● RECORDS PROVIDED:
-=-=-=-=-

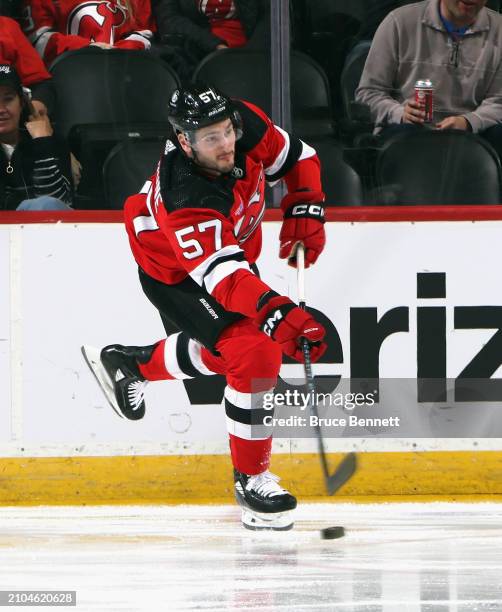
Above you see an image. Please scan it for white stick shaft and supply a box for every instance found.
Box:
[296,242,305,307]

-=-=-=-=-

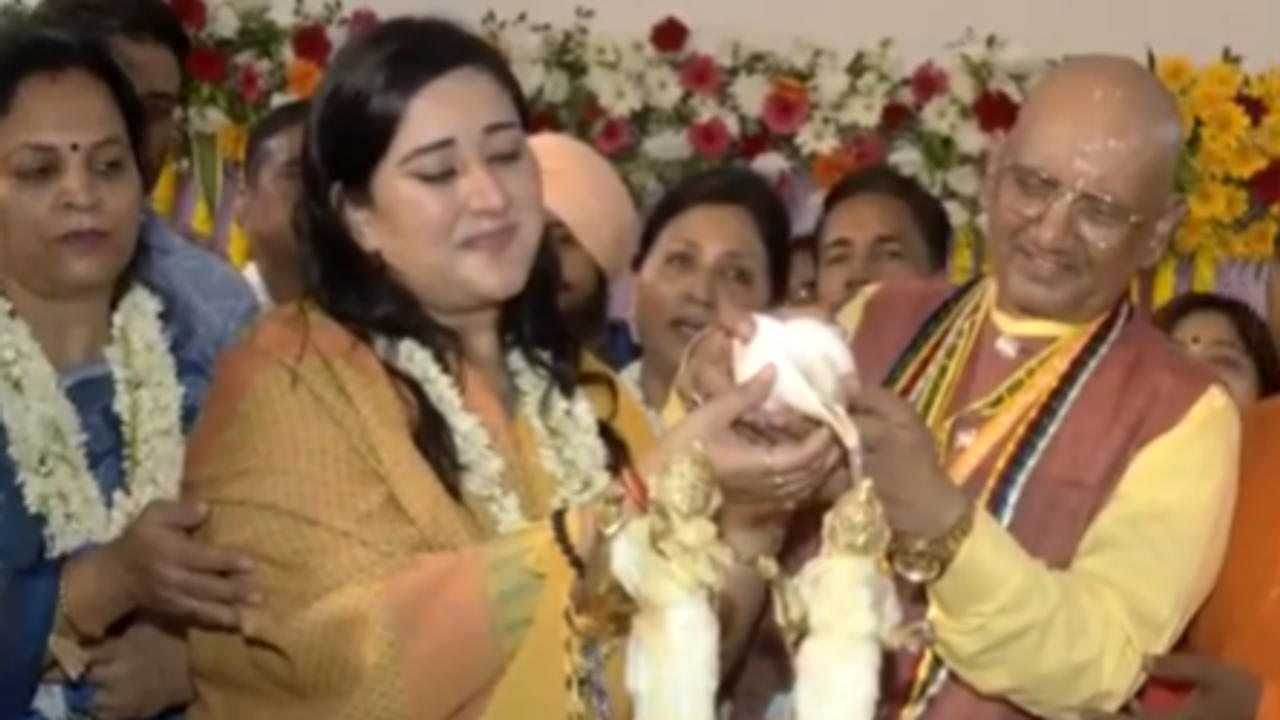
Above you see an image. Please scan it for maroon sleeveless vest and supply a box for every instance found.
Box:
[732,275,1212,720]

-=-=-=-=-

Please rewrite the material from the line with "Above you see an image. Please scan it for white" to the line with "[296,242,305,307]", putting "provide" in place of "supply" and changing nothing else. Return only those lines.

● THE RESPONSE:
Above you see an image. Please scan it for white stick shaft and provide a box for every instance found.
Box:
[296,242,305,307]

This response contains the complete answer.